CONSIGNE ÉCRITE 1: Traduisez en anglais cette phrase du texte sur le scope 3 du bilan carbone : « Simplement recommandée jusque-là, la prise en compte du scope 3 est obligatoire depuis le 1er janvier 2023 (décret n° 2022-982 du 1er juillet 2022). »

BLOC DE TEXTE:
========================================

Scope 3 du bilan carbone Pourquoi toutes les entreprises sont-elles concernees

Depuis janvier 2023, les entreprises de plus de 500 salariés ont l’obligation d’intégrer le scope 3 dans leur bilan GES règlementaire. Mais où commence et où s’arrête ce fameux scope 3 ? Et surtout pourquoi sa prise en compte est-elle cruciale pour atteindre les objectifs de décarbonation, et ce dans tous les secteurs ?

Jusqu’à l’année dernière (2022), le bilan des émissions de gaz à effet de serre (BEGES) réglementaire des entreprises de plus de 500 salariés pouvait se limiter aux « scopes » 1 et 2 :

  • Scope 1 = émissions directes de gaz à effet de serre de l’entreprise (émissions liées aux flottes de véhicules appartenant à l’entreprise et à l’énergie utilisée pour ses productions) ;
  • Scope 2 = émissions indirectes de GES liées aux consommations d’énergie de l’entreprise (électricité, vapeur, chaleur et froid).

Sur cette base, pourtant relativement facile à calculer, il est à noter que seulement 43 % des 3 106 entreprises concernées en 2021 par l’obligation de publier leur BEGES tous les 4 ans étaient en conformité (bilan de moins de 4 ans + plan de transition + dépôt sur le site dédié de l’Ademe). Le taux de conformité des autres organisations soumises à cette obligation est encore plus faible, à savoir : 23 % pour les établissements publics de plus de 250 personnes et 18 % pour les collectivités de plus de 50 000 personnes. Au total, seulement 35 % des 4 970 organisations « obligées » étaient en conformité. [source : Évaluation 2021 de la règlementation des bilans d’émissions de gaz à effet de serre, Ademe, sept. 2022]

Un scope 3 qui pèse lourd !

Simplement recommandée jusque-là, la prise en compte du scope 3 est obligatoire depuis le 1er janvier 2023 (décret n° 2022-982 du 1er juillet 2022). Le fait qu’elle ne l’ait pas été dans un premier temps pourrait laisser penser que cette catégorie d’émissions a moins de poids que les scopes 1 et 2 dans le bilan carbone des organisations. Il n’en est rien :

>> incluant toutes les émissions indirectes non comprises dans le scope 2, le scope 3 représente souvent plus de 75 % des émissions de GES d’une entreprise.

========================================

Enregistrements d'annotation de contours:

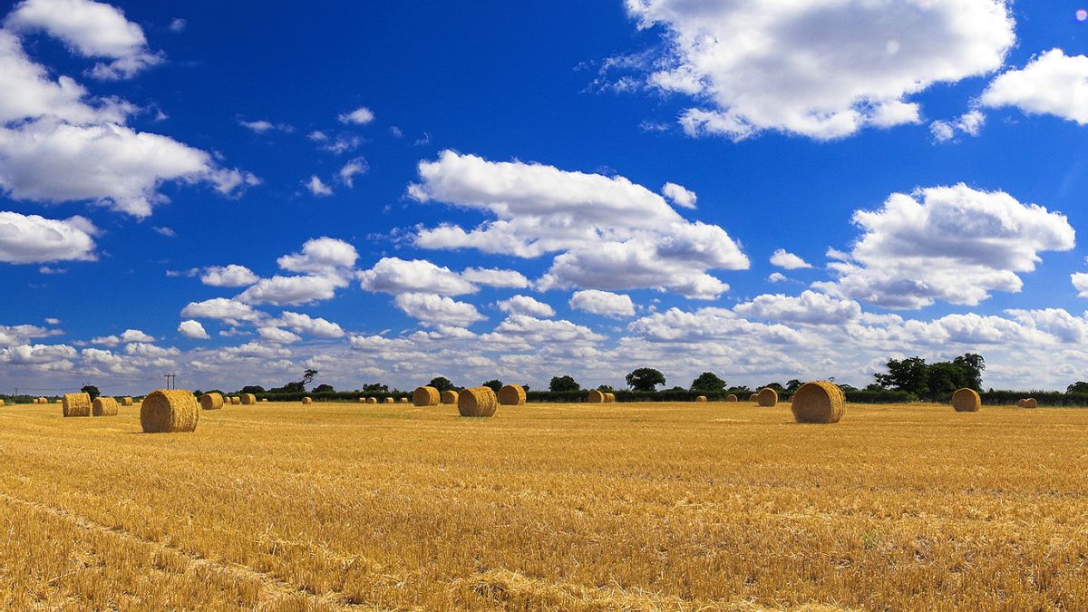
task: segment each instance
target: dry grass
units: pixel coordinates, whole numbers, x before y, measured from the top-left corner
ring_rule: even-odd
[[[0,609],[1088,609],[1088,411],[137,412],[0,408]]]

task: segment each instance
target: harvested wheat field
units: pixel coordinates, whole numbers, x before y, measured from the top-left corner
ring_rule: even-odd
[[[3,609],[1088,609],[1088,411],[0,408]],[[63,449],[63,451],[59,451]],[[456,449],[456,452],[450,452]]]

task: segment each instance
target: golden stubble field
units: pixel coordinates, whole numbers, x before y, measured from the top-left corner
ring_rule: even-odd
[[[1088,411],[0,408],[3,609],[1088,609]]]

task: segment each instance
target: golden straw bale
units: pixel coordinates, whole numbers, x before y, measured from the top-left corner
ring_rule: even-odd
[[[791,407],[798,423],[839,423],[846,412],[846,396],[833,382],[806,382],[793,394]]]
[[[417,406],[437,406],[442,394],[433,387],[417,387],[411,393],[411,403]]]
[[[491,387],[471,387],[457,395],[457,412],[461,416],[492,416],[498,407],[498,397]]]
[[[982,407],[982,399],[974,389],[957,389],[952,394],[952,407],[957,413],[977,413]]]
[[[520,384],[507,384],[498,391],[498,403],[504,406],[520,406],[526,403],[526,390]]]
[[[219,393],[205,393],[200,396],[200,407],[206,411],[218,411],[223,407],[223,396]]]
[[[759,393],[756,394],[756,402],[765,408],[777,406],[778,391],[774,389],[761,389]]]
[[[200,420],[200,404],[193,393],[181,389],[152,391],[139,408],[145,433],[193,431]]]
[[[61,406],[61,414],[64,416],[90,416],[90,395],[65,393]]]
[[[90,414],[95,416],[118,416],[118,401],[113,397],[95,397],[90,403]]]

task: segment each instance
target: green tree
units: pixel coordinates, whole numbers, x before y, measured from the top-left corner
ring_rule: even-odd
[[[658,384],[665,384],[665,375],[654,368],[639,368],[625,380],[632,391],[654,391]]]
[[[574,377],[570,375],[564,376],[553,376],[552,381],[548,382],[547,388],[549,391],[555,391],[557,393],[564,391],[581,391],[582,385],[574,380]]]
[[[721,393],[725,389],[726,381],[713,371],[705,371],[691,381],[691,390],[701,393]]]
[[[449,379],[444,376],[436,376],[432,378],[431,382],[426,383],[426,385],[437,389],[438,393],[442,393],[443,391],[453,391],[454,389],[456,389],[456,387],[454,387],[454,383],[449,382]]]

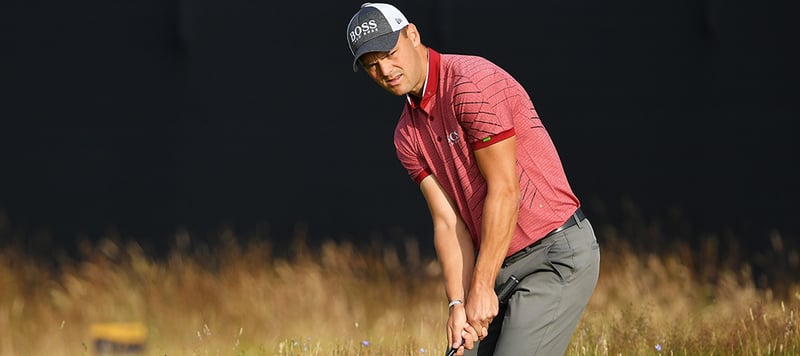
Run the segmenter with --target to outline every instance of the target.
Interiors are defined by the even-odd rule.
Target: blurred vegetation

========================================

CONSIGNE ÉCRITE 2: Citez telles quelles les lignes des enregistrements, du début des enregistrements jusqu'à la ligne contenant "[[[1088,411],[0,408],[3,609],[1088,609]]]", celle-ci comprise. Laissez les images de côté.

RÉPONSE ATTENDUE 1: Previously only recommended, accounting for scope 3 has been mandatory since January 1, 2023 (Decree No. 2022-982 of July 1, 2022).

RÉPONSE ATTENDUE 2:
task: segment each instance
target: dry grass
units: pixel coordinates, whole numbers, x before y, measured from the top-left corner
ring_rule: even-odd
[[[0,609],[1088,609],[1088,411],[137,412],[0,408]]]

task: segment each instance
target: harvested wheat field
units: pixel coordinates, whole numbers, x before y, measured from the top-left corner
ring_rule: even-odd
[[[3,609],[1088,609],[1088,411],[0,408]],[[63,449],[63,451],[59,451]],[[456,449],[456,452],[450,452]]]

task: segment each instance
target: golden stubble field
units: pixel coordinates, whole numbers, x before y, measured from the top-left corner
ring_rule: even-odd
[[[1088,411],[0,408],[3,609],[1088,609]]]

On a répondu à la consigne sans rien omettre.